• **Given exercise**
Can you copy out, word for word, the lines of the material from the line with "point: distant forest" up to and including the line with "column 388, row 592"?

[Begin Material]

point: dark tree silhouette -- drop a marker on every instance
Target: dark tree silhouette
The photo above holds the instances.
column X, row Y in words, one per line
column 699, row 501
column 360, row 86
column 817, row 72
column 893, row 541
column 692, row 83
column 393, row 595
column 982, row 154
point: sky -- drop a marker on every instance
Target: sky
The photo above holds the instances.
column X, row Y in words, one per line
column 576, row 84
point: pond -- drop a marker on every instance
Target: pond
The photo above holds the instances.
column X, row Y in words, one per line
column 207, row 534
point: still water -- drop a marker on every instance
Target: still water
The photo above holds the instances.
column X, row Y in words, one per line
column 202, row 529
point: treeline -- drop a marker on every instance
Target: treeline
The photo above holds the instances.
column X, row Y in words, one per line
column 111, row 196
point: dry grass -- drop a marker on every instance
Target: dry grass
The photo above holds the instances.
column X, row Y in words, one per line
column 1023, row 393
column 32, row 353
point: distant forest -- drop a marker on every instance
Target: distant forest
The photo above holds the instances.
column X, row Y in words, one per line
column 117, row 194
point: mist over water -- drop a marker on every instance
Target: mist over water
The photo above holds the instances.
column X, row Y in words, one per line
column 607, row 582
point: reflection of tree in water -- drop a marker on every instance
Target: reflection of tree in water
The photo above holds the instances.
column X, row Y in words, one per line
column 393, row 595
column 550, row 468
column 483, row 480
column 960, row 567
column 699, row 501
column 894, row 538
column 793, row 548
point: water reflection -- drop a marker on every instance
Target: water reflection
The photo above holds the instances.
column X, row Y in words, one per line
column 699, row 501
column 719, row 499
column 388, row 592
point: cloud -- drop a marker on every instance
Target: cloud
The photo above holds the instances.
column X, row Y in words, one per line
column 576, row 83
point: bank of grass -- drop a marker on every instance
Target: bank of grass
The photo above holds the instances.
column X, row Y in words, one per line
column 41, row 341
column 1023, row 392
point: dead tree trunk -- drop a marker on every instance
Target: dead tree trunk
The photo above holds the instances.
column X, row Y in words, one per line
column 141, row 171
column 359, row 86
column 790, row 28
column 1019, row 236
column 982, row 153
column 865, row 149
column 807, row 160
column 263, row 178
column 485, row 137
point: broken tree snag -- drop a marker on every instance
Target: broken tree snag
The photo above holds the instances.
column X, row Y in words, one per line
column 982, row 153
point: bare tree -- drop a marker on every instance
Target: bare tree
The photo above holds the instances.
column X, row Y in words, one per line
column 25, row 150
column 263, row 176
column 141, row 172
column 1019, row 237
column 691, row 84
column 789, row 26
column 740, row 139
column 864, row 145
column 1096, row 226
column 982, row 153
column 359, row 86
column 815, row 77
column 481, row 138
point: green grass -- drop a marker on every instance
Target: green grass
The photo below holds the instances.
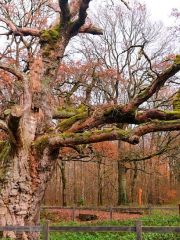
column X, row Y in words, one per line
column 158, row 218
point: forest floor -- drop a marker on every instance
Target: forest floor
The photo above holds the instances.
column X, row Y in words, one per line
column 62, row 215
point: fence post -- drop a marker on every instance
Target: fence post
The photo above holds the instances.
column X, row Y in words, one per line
column 110, row 212
column 46, row 230
column 149, row 210
column 139, row 229
column 73, row 212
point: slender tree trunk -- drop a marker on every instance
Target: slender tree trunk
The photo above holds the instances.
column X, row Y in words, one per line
column 100, row 201
column 63, row 177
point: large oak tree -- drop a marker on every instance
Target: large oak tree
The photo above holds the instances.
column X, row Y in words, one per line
column 38, row 124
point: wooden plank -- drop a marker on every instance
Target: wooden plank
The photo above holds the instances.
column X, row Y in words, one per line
column 50, row 207
column 22, row 228
column 164, row 208
column 92, row 229
column 161, row 229
column 46, row 230
column 139, row 229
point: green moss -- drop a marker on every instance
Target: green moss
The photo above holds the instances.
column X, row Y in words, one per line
column 7, row 111
column 177, row 59
column 41, row 144
column 50, row 35
column 49, row 130
column 176, row 101
column 64, row 125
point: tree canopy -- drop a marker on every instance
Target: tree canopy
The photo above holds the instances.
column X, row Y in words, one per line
column 119, row 89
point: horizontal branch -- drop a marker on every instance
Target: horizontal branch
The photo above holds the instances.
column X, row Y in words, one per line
column 156, row 84
column 19, row 31
column 130, row 136
column 91, row 30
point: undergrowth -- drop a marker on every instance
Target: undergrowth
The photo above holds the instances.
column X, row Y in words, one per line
column 158, row 218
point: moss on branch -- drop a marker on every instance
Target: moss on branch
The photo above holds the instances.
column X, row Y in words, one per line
column 176, row 101
column 66, row 124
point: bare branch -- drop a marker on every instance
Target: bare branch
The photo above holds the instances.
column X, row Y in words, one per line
column 65, row 11
column 156, row 84
column 19, row 31
column 21, row 76
column 82, row 16
column 91, row 29
column 126, row 4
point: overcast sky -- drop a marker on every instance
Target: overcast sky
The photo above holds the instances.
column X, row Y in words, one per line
column 161, row 9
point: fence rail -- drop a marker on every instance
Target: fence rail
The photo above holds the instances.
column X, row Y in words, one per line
column 111, row 208
column 46, row 229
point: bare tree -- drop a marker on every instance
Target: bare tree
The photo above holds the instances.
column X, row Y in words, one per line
column 30, row 61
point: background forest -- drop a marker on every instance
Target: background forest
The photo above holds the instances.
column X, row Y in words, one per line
column 112, row 172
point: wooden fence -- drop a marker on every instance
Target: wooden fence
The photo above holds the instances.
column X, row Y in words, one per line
column 111, row 208
column 46, row 229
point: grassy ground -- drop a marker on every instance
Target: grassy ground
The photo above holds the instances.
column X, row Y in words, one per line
column 158, row 218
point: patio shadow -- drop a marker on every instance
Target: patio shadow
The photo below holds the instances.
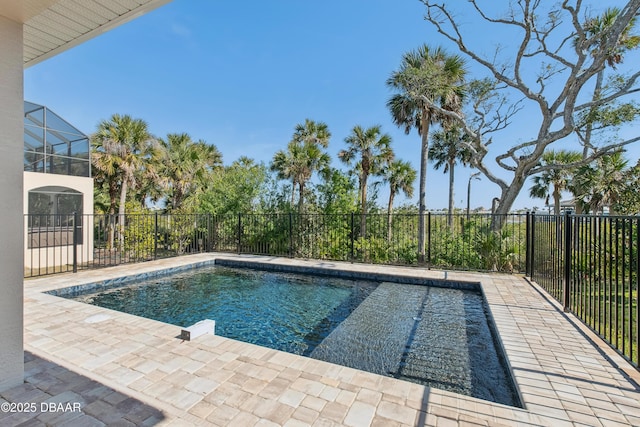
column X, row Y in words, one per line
column 55, row 396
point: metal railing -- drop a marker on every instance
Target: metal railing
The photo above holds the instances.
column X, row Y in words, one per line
column 590, row 265
column 104, row 240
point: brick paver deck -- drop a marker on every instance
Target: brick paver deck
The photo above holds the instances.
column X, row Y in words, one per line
column 125, row 370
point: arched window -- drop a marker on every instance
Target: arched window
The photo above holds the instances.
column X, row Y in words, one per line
column 50, row 218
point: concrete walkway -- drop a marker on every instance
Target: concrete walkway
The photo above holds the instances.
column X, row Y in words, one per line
column 112, row 368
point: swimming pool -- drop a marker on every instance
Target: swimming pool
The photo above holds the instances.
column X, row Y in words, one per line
column 435, row 336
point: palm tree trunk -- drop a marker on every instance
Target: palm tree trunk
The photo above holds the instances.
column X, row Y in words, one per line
column 556, row 201
column 300, row 199
column 389, row 216
column 293, row 194
column 121, row 212
column 587, row 134
column 451, row 178
column 363, row 207
column 422, row 203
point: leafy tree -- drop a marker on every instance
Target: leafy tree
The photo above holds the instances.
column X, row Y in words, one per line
column 447, row 148
column 185, row 166
column 629, row 200
column 123, row 151
column 540, row 33
column 601, row 183
column 429, row 82
column 337, row 193
column 304, row 156
column 372, row 149
column 554, row 181
column 400, row 177
column 235, row 188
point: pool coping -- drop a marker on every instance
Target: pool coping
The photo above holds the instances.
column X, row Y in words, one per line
column 552, row 394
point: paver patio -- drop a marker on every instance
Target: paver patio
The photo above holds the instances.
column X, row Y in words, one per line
column 126, row 370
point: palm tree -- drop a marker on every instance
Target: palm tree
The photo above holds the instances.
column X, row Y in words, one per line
column 597, row 30
column 601, row 184
column 372, row 149
column 303, row 157
column 185, row 165
column 447, row 148
column 400, row 176
column 286, row 163
column 427, row 76
column 122, row 149
column 554, row 180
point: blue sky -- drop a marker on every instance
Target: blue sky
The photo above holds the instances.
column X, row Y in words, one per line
column 241, row 75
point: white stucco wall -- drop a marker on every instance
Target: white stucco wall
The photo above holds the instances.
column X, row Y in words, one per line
column 42, row 258
column 11, row 238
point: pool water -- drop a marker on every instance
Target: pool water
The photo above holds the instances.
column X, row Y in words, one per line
column 434, row 336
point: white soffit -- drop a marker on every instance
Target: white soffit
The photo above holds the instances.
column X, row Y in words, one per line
column 53, row 26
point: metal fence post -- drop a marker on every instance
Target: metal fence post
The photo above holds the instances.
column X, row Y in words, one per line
column 290, row 235
column 429, row 239
column 155, row 237
column 75, row 242
column 527, row 246
column 566, row 297
column 239, row 232
column 532, row 247
column 352, row 239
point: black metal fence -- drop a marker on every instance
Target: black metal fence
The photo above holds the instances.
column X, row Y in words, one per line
column 590, row 265
column 74, row 242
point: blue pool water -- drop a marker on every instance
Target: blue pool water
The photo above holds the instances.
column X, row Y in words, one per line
column 430, row 335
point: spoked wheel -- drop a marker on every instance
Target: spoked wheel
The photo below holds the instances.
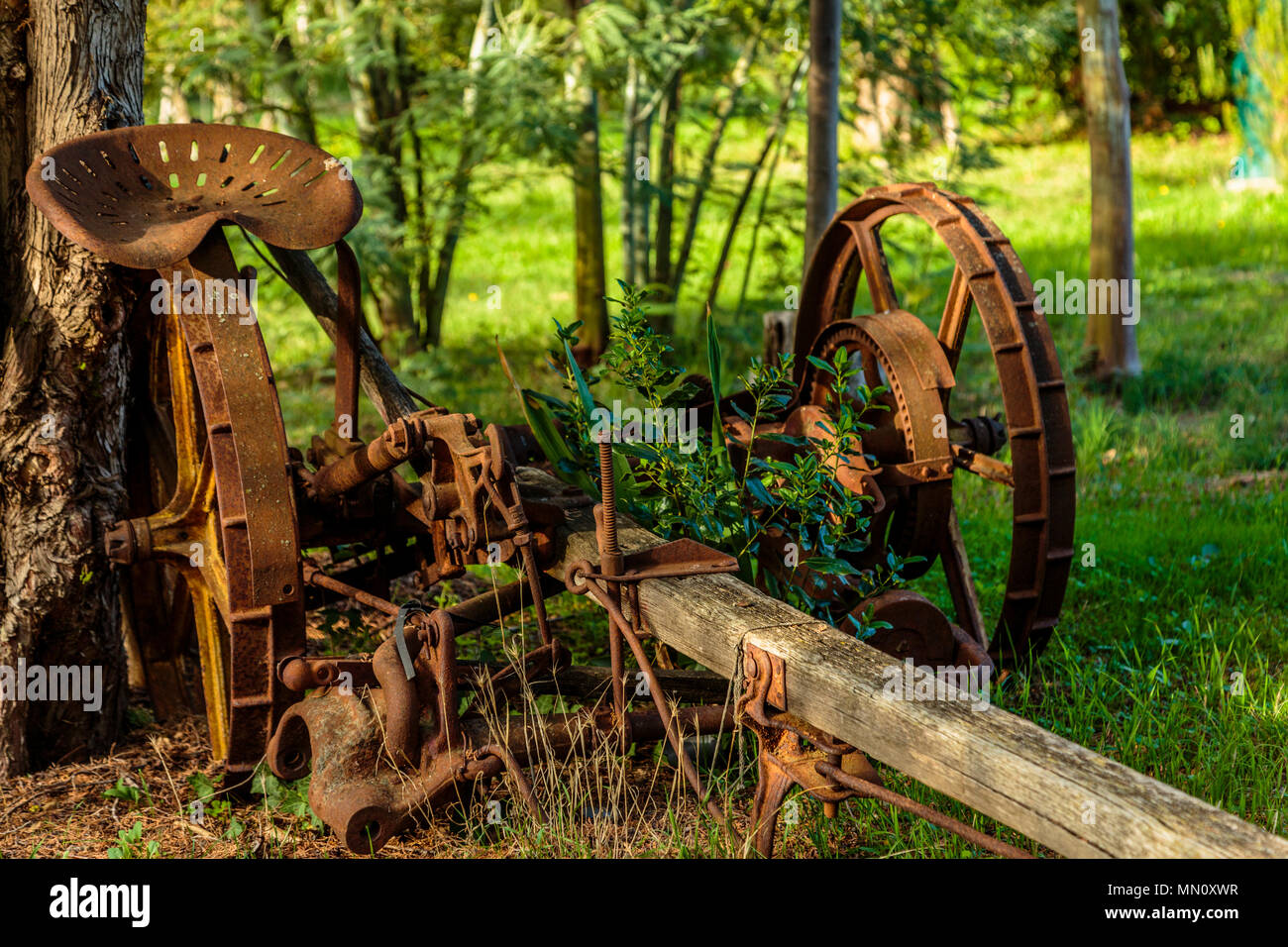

[End Material]

• **Result for this exercise**
point: distant forest -- drop a marker on every instance
Target: distant forest
The photo above holds the instances.
column X, row Y in words, one per line
column 117, row 194
point: mist over water -- drop a marker on every instance
Target: mist over water
The photo above holds the instances.
column X, row Y in words, one per line
column 607, row 582
point: reflection of tree in water -- drop a marker on every instance
Target: reflection of tree in water
The photo above holds the instances.
column X, row Y in words, one per line
column 393, row 595
column 550, row 468
column 483, row 480
column 960, row 567
column 699, row 501
column 894, row 538
column 793, row 548
point: water reflection -- drop a marker on every instance
Target: water reflection
The photo above holds the instances.
column X, row Y in words, one per line
column 699, row 501
column 719, row 499
column 388, row 592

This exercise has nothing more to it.